◆ WORK REQUIRED: Copy the line with "det: blue eye" and all lines following it through the last line of the entries, exactly as written.

Referring expression grounding data:
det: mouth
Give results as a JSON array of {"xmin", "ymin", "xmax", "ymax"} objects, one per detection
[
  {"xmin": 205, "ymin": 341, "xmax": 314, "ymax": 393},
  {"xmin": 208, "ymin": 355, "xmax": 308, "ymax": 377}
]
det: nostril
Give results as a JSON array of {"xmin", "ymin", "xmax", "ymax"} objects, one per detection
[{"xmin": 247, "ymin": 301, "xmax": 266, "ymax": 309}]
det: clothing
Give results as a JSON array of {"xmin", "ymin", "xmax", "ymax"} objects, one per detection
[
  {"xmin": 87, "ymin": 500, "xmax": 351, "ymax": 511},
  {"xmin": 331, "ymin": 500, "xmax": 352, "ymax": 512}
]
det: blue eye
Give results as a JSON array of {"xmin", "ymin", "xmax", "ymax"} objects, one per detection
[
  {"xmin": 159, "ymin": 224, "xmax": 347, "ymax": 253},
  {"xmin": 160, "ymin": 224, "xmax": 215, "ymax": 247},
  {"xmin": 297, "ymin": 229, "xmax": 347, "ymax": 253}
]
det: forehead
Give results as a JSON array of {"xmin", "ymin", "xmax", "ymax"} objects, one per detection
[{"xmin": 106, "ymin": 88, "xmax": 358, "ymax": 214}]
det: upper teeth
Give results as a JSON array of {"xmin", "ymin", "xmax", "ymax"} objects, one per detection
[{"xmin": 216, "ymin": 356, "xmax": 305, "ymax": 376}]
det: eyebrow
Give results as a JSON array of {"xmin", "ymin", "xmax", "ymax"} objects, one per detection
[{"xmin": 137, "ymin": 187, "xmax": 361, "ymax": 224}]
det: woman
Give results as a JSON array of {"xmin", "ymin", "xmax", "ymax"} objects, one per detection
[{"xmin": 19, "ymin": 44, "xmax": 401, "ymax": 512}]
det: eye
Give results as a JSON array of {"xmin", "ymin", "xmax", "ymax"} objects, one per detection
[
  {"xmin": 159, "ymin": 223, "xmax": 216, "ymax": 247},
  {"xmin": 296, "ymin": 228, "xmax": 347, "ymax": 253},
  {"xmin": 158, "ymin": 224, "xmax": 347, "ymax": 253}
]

◆ EXERCISE RESPONSE:
det: blue eye
Give results as a JSON array of {"xmin", "ymin", "xmax", "ymax"} objects, one per detection
[
  {"xmin": 159, "ymin": 224, "xmax": 347, "ymax": 253},
  {"xmin": 160, "ymin": 224, "xmax": 215, "ymax": 247},
  {"xmin": 297, "ymin": 229, "xmax": 347, "ymax": 253}
]
det: forehead
Give results as a JSON array of {"xmin", "ymin", "xmax", "ymax"} objects, one per detection
[{"xmin": 106, "ymin": 88, "xmax": 358, "ymax": 214}]
det: upper teeth
Give results as a JSON array of {"xmin", "ymin", "xmax", "ymax"} objects, one per detection
[{"xmin": 216, "ymin": 356, "xmax": 305, "ymax": 376}]
det: eyebrow
Give results as a JSON array of {"xmin", "ymin", "xmax", "ymax"} objects, one per detection
[{"xmin": 137, "ymin": 187, "xmax": 361, "ymax": 224}]
det: woman
Give results as a JSON array of {"xmin", "ymin", "xmax", "ymax"} objects, one per detection
[{"xmin": 19, "ymin": 44, "xmax": 401, "ymax": 512}]
det: eye
Give results as a JSON array of {"xmin", "ymin", "xmax", "ymax"} objects, one per detection
[
  {"xmin": 159, "ymin": 223, "xmax": 216, "ymax": 247},
  {"xmin": 296, "ymin": 228, "xmax": 347, "ymax": 253},
  {"xmin": 158, "ymin": 224, "xmax": 347, "ymax": 253}
]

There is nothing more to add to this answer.